━━ SOURCE DATA
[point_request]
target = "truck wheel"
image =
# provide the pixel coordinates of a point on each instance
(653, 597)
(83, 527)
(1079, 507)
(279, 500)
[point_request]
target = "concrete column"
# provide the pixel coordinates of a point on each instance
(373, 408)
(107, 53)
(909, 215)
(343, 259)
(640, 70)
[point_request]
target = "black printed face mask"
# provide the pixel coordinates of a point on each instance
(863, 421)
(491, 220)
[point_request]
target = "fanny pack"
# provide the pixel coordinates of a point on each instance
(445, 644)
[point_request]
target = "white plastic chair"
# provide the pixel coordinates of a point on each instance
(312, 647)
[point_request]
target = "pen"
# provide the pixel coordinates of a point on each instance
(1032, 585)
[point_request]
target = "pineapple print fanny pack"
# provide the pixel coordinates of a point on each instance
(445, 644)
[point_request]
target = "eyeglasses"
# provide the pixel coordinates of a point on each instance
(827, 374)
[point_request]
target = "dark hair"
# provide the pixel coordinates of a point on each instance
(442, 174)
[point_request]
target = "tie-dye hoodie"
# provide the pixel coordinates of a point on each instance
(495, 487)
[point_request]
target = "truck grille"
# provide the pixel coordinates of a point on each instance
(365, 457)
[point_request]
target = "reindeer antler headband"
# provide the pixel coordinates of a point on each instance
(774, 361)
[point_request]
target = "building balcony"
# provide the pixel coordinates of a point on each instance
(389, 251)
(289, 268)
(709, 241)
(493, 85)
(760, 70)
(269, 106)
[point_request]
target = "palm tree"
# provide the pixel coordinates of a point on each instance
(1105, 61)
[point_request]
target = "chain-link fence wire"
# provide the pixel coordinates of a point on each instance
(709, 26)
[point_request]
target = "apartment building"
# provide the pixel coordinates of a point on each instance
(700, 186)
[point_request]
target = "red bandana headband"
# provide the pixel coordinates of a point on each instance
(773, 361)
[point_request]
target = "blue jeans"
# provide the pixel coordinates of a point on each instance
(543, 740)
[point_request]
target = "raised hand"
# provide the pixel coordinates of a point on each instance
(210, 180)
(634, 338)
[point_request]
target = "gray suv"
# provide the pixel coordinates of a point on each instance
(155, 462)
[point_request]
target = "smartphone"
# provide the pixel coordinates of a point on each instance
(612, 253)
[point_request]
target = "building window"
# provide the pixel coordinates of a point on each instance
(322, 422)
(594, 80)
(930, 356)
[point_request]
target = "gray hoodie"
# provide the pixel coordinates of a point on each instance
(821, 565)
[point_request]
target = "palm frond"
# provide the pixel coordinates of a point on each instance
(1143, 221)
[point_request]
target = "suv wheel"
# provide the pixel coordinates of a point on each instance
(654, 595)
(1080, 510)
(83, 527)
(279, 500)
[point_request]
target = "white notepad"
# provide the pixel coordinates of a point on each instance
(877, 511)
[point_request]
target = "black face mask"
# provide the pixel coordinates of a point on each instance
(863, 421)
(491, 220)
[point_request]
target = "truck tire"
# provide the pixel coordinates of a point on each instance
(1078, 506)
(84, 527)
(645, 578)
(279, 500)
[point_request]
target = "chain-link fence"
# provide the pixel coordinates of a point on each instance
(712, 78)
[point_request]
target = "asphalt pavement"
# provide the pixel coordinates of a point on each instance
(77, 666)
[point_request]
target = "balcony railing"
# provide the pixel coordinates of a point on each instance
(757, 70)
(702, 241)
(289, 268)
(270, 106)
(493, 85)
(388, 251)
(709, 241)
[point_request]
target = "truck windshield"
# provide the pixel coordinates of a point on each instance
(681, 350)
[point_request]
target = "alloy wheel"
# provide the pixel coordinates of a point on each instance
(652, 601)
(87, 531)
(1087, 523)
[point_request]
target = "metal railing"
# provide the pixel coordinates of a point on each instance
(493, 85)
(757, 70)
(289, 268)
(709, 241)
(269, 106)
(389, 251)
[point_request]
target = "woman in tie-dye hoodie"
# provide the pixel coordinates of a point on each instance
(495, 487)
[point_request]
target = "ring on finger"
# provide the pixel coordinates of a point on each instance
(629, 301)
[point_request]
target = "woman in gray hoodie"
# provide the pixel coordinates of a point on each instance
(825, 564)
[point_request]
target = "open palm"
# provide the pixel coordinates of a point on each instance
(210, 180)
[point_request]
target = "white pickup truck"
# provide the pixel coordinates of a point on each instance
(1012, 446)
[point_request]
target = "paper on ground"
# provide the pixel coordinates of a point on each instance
━━━━
## ACTION ITEM:
Repeat the data in full. Nothing may be dropped or altered.

## RESPONSE TO THE TASK:
[point_request]
target = "truck wheel"
image =
# provide the pixel coordinates of a point on each instance
(653, 597)
(83, 527)
(1079, 507)
(279, 500)
[point_request]
target = "concrete column"
# provide the pixel coordinates of a point on each instance
(373, 408)
(107, 53)
(909, 215)
(343, 259)
(640, 70)
[point_request]
target = "black printed face mask"
# provide the pixel coordinates of a point on each instance
(863, 421)
(491, 220)
[point_request]
target = "fanny pack"
# provide the pixel coordinates of a point on each instance
(445, 644)
[point_request]
target = "white plastic chair"
# provide the pixel coordinates of a point on each instance
(312, 647)
[point_request]
target = "pen"
# provide the pixel coordinates of a point on each instance
(1032, 585)
[point_request]
target = "pineapple print fanny pack"
# provide the pixel coordinates of a point on each instance
(445, 644)
[point_request]
target = "eyeglasses"
# provide the pixel coordinates of a point on each instance
(827, 374)
[point_request]
target = "dark hair"
# provide the pixel coordinates of a point on each instance
(442, 174)
[point_request]
target = "tie-dye hoodie"
# provide the pixel coordinates of a point on each instance
(495, 487)
[point_request]
target = "truck grille"
# provide the pixel coordinates of a point on each instance
(365, 457)
[point_request]
target = "reindeer antler headband"
# provide the pixel coordinates of a point on each instance
(774, 361)
[point_request]
target = "building balcony"
# provide the pixel coordinates of a point on each instance
(389, 251)
(289, 268)
(709, 241)
(493, 85)
(760, 70)
(269, 106)
[point_request]
target = "palm tree"
# provide the pixel coordinates of a point on each instance
(1105, 61)
[point_request]
target = "chain-link fence wire"
# provide the pixel coordinates of a point on each instance
(709, 26)
[point_request]
target = "apartment building"
# provide the pixel coordinates of a point on each instance
(700, 186)
[point_request]
target = "red bandana headband"
# provide the pixel coordinates of a point on each instance
(773, 361)
[point_request]
target = "blue jeans"
# provide the pixel coordinates of a point on each instance
(543, 740)
[point_request]
target = "raised hand"
# provide the pixel coordinates of a point on each instance
(210, 180)
(634, 338)
[point_request]
target = "gray suv"
# provide the pixel coordinates of a point on each instance
(155, 462)
[point_request]
target = "smartphone"
# provide the pixel coordinates of a point on each instance
(612, 253)
[point_request]
target = "building window"
# provide the pixel coordinates of a point on each instance
(322, 422)
(594, 80)
(930, 356)
[point_request]
target = "gray hoodie"
# provide the pixel coordinates of a point on each instance
(821, 565)
[point_request]
target = "palm frond"
# provide the pixel coordinates of a point on each instance
(1143, 221)
[point_request]
target = "suv wheel"
# provide the pixel coordinates of a point on each instance
(654, 595)
(1080, 510)
(83, 527)
(279, 500)
[point_request]
target = "white notepad"
# provide the pixel coordinates of a point on each instance
(877, 511)
[point_request]
target = "black face mask"
# provide the pixel coordinates of a point on each instance
(863, 421)
(491, 220)
[point_request]
target = "truck tire"
# provide the pixel coordinates of a point on each instance
(1078, 506)
(84, 527)
(645, 578)
(279, 500)
[point_request]
target = "chain-link fence"
# provide the pixel coordinates of a point on each instance
(712, 78)
[point_request]
target = "asphalt pavement"
# provide the pixel coordinates of a point on each instance
(77, 666)
[point_request]
target = "balcony railing"
# provide the pixel coordinates of a point on each instance
(757, 70)
(702, 241)
(289, 268)
(270, 106)
(493, 85)
(388, 251)
(709, 241)
[point_request]
target = "truck windshield"
# provide the pixel coordinates of a point on each instance
(681, 350)
[point_request]
target = "alloy wheel"
# provide the pixel coordinates of a point on each instance
(652, 601)
(87, 531)
(1087, 523)
[point_request]
target = "metal railing"
# provide the pixel coordinates of a point on each instance
(493, 85)
(757, 70)
(289, 268)
(709, 241)
(269, 106)
(389, 251)
[point_request]
target = "woman in tie-dye hoodie"
# provide the pixel coordinates of a point on each instance
(495, 487)
[point_request]
target = "ring on finger"
# provide the pixel coordinates of a point on each instance
(629, 301)
[point_request]
target = "woman in gray hoodie"
# provide the pixel coordinates of a point on each instance
(825, 564)
[point_request]
target = "open palm"
# provide the pixel coordinates of a point on each instance
(210, 180)
[point_request]
target = "white pickup truck"
# provide the pixel coordinates of a point on each instance
(1012, 446)
[point_request]
target = "paper on ground"
# provide the pixel coordinates of a point on each instance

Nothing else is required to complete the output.